In 1886 thirty thousand pilgrims died of cholera at Mecca. Nor can we wonder. Everything seems to be done to destroy their tone and their resisting power; everything seems to be arranged to spread the disease when the infection is once planted amid the host of pilgrims.

From seventy to a hundred thousand seems to be the ordinary average number of those who visit Mecca during the festival, and who are present at Mount Arafat on the 9th of Zu'l Hijjah. They come from every quarter of the compass—inland by caravan from Syria and Persia, Turkey and Afghanistan; by sea from Red Sea ports; from Africa, across the whole width of which many of the weary pilgrims have walked; and from every part of the world where the standard of Islam has been raised. With no provision for decency or comfort they camp around or crowd into lodgings in the sacred city. They make excursions, clamber up the mountains, spend hours in the blazing sun, are sickened with rotting smells arising from the thousands of animals which are sacrificed; crush and stifle in the Ka'ba; and, finally, as if they had not already run sufficient risk of catching every possible complaint, they drink the water of Zem Zem. This is the well from which Hagar is said to have drawn water for her son Ishmael, and the drinking of the water is a most holy rite. The supply, however, is not as great as could be desired for so large a crowd of pilgrims, and the manner of dealing with it at the well goes far to explain the intensity of the poison and the fearful mortality which attends any outbreak of cholera among the Meccan pilgrims. At a given period the pilgrims stand naked in turn at the place appointed; a bucket of water is poured over each man; he drinks what he can of it, and the rest falls back into the holy well. The water from this well has been analyzed by Dr. Frankland, F. R. S., of the Royal College of Science, London, who describes it as fearfully polluted with abominable contaminations. Imagine, then, one single member of this enormous crowd to be suffering from the early stage of cholera; to be struggling, as struggle he would with his last strength, to get through the holy rite, and to be allowing the choleraic discharges with which his body would be soiled to be washed back into this foul well.

**Material shown:**
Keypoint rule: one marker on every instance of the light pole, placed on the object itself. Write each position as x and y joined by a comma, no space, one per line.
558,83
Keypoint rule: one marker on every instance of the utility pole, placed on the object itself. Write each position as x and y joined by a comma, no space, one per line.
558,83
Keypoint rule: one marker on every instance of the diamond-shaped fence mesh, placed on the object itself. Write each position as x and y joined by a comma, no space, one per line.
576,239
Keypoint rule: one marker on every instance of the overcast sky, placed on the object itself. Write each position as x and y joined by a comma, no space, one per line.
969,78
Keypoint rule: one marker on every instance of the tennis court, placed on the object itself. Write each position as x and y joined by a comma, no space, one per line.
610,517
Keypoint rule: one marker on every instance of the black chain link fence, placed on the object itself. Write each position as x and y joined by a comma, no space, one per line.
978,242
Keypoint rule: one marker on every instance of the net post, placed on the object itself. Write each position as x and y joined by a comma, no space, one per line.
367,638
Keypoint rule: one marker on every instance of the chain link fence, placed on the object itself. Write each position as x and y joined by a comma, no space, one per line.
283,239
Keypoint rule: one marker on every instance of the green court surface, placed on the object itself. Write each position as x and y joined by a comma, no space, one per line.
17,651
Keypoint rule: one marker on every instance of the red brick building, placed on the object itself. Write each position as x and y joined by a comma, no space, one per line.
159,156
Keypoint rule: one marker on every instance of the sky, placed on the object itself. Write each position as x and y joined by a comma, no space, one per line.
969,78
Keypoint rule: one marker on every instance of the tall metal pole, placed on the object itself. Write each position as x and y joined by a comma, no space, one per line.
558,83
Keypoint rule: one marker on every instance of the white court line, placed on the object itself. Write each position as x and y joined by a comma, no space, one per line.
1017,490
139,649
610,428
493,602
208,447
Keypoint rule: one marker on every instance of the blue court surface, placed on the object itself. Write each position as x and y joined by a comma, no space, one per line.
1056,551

**Task objective:**
Retype part of the passage about cholera at Mecca word for word, beginning at the words "In 1886 thirty" and stopping after "host of pilgrims.". Work only from the passage about cholera at Mecca and set the data aside.

**Output for this task:**
In 1886 thirty thousand pilgrims died of cholera at Mecca. Nor can we wonder. Everything seems to be done to destroy their tone and their resisting power; everything seems to be arranged to spread the disease when the infection is once planted amid the host of pilgrims.